(Point-per-instance localization data)
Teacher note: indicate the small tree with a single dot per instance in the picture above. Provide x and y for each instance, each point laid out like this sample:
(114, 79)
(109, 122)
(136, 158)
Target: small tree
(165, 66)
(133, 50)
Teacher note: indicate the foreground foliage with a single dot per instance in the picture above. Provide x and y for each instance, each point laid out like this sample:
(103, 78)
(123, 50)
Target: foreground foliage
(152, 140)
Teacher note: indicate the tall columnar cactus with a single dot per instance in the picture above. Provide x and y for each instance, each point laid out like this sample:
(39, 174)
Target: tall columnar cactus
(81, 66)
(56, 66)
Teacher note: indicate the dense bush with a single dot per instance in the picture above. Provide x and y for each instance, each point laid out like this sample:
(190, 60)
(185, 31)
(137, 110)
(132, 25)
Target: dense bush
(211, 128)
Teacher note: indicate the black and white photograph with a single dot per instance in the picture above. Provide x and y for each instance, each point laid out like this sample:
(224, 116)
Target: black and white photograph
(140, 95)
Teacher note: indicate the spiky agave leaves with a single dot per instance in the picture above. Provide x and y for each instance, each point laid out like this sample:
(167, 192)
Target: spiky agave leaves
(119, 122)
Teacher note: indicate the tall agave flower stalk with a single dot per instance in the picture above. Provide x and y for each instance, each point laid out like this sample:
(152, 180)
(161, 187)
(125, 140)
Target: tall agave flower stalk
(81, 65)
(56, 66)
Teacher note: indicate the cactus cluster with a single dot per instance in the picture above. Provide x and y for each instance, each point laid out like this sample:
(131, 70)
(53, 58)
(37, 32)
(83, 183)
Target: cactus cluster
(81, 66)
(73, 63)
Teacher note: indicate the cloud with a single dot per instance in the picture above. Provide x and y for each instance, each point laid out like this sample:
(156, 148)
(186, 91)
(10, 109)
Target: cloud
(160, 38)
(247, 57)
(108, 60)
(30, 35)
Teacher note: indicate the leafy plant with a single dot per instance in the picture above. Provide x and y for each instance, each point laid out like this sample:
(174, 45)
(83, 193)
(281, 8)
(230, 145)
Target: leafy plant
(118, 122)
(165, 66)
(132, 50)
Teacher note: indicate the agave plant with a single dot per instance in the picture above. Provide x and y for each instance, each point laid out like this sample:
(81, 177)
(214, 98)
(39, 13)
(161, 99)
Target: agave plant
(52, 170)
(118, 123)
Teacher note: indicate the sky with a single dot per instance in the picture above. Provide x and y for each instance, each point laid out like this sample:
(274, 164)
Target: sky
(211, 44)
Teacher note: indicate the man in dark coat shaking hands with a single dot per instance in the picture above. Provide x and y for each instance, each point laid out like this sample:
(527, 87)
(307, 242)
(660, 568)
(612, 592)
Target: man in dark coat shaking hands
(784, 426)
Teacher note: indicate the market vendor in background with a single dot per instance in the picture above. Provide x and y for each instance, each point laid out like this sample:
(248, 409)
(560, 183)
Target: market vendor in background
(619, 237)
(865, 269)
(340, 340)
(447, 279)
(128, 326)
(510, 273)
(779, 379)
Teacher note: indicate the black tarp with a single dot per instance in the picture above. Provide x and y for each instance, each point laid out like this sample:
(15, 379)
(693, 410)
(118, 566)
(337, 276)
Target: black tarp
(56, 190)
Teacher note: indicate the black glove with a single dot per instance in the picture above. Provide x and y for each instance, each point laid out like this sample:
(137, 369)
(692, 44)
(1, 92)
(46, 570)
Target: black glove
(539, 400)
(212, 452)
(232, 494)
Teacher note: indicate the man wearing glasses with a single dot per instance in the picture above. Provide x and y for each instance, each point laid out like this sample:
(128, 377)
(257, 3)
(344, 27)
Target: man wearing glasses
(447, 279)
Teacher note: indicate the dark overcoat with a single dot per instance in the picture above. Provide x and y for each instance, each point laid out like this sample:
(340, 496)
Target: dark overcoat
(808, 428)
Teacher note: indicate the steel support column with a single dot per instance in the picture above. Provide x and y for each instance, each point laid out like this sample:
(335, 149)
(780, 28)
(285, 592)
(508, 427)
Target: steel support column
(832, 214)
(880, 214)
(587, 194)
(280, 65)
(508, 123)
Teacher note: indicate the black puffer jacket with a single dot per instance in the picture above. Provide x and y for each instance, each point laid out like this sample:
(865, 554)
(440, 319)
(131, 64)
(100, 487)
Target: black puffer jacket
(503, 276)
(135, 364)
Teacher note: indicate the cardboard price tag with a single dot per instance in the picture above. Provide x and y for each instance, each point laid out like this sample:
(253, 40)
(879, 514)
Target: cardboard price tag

*What is expected*
Each record must be reproduced exactly. Keep every one.

*Solved problem*
Teacher note: indicate the small tree with a single dot per instance in the picture above. Provide x and y for each instance, each point laid out like this sample:
(114, 79)
(109, 122)
(136, 158)
Target: small tree
(165, 66)
(133, 50)
Teacher note: indicate the foreground foliage with a single dot per instance in the picture above. Provide x and y for each instance, each point laid out like this sample:
(103, 78)
(123, 50)
Target: foreground foliage
(152, 140)
Teacher note: indicate the tall columnar cactus with a single dot per instance in the picture above. Provide x and y for each instance, each point laid out like this sample:
(39, 174)
Target: tall columnar cactus
(81, 66)
(56, 66)
Teacher note: indicate the dense bush with a single dot per instance in the picture above. Provide x and y for each instance, each point laid out like this sample:
(190, 60)
(185, 31)
(137, 110)
(132, 25)
Target: dense bush
(211, 128)
Teacher note: indicate the black and white photograph with a single dot per instance in the picture above. Provide x and y for each instance, each point laid out like this sample:
(224, 116)
Target: black and white photograph
(140, 95)
Teacher note: indicate the spiky agave leaves with a single dot per instance in the picture above. Provide x and y for each instance, each point laid out like this sample:
(167, 192)
Target: spiky agave leaves
(119, 122)
Teacher note: indicate the tall agave flower stalk with a single dot per instance in the picture above. Provide x and y for each instance, each point laid out like this sample:
(152, 180)
(161, 187)
(125, 140)
Target: tall agave flower stalk
(81, 65)
(56, 66)
Teacher note: indicate the cactus cluster with a single dot per instance in the picture above. Provide x and y for each instance, each point laid out like this sample:
(131, 70)
(53, 58)
(37, 32)
(83, 183)
Target: cactus cluster
(81, 66)
(73, 63)
Teacher note: indicate the cloud with a single dot per instance in the picture above. Provide x and y for each instance, each point laid out like this sample:
(156, 148)
(186, 91)
(10, 109)
Target: cloud
(160, 38)
(247, 57)
(108, 60)
(30, 35)
Teacher note: indicate the leafy plant with a single dot per instance in the picture above. Provide x and y for each instance, each point laid out like this sample:
(174, 45)
(83, 193)
(281, 8)
(230, 145)
Target: leafy plant
(118, 122)
(165, 66)
(132, 50)
Teacher note: indicate the agave plant with a single dot per instance in the picture above. Provide x and y for each instance, each point laid out like this sample:
(81, 177)
(214, 98)
(39, 13)
(161, 99)
Target: agave plant
(52, 170)
(118, 123)
Teacher note: indicate the sky with a single dot per instance in the picture above. Provide x and y for each instance, each point laid out like this sample:
(274, 164)
Target: sky
(211, 44)
Teacher note: indicate the man in dark coat shaking hands with a single dot per instance in the picture above. Provide x and y for each instance, each point laid out like this sample:
(527, 87)
(307, 242)
(660, 568)
(612, 592)
Target: man in dark coat shaking hands
(784, 426)
Teacher note: indicate the market vendor in background with a single dot per instance in the picture above. Provide x and y for each instance, each point laid out like this sample:
(248, 409)
(560, 183)
Target: market vendor in background
(619, 237)
(865, 269)
(340, 340)
(447, 279)
(128, 326)
(510, 273)
(779, 379)
Teacher note: indicate the black tarp with a single dot per instance in the picture above. Provide x and y for each instance, each point laid out like this sample:
(15, 379)
(693, 410)
(118, 566)
(337, 276)
Target: black tarp
(56, 190)
Teacher note: indicate the black glove with a single dot per instance in the picture above. Provide x and y for each instance, each point laid out like this sample:
(137, 369)
(692, 44)
(1, 92)
(46, 570)
Target: black glove
(539, 400)
(212, 452)
(232, 494)
Teacher note: indicate the man wearing glasses with a single dot per instance in the picture above. Provide x and y for each instance, each point laid out like this sample:
(128, 377)
(257, 3)
(344, 27)
Target: man wearing glasses
(447, 279)
Teacher note: indicate the dark overcoat with a single dot per instance in the picture above. Provide x and y for each instance, each point laid out like this sample:
(340, 496)
Target: dark overcoat
(808, 428)
Teacher note: indicate the steel support column with a single dot per instance in the picture above. Provide x and y for each instance, each point laid out like this sample:
(335, 149)
(780, 28)
(285, 592)
(508, 427)
Target: steel support column
(832, 214)
(880, 214)
(587, 194)
(280, 65)
(508, 123)
Teacher note: indicate the black puffer jacket with a single dot per instance in the picture above. Provide x and y for each instance, each point laid out like this sample:
(865, 554)
(440, 319)
(131, 64)
(100, 487)
Target: black puffer jacket
(503, 276)
(135, 364)
Teacher note: indicate the cardboard price tag with a single dot per instance in the picture above. Provide x and y for each instance, each point laid out like this sample:
(253, 40)
(879, 514)
Target: cardboard price tag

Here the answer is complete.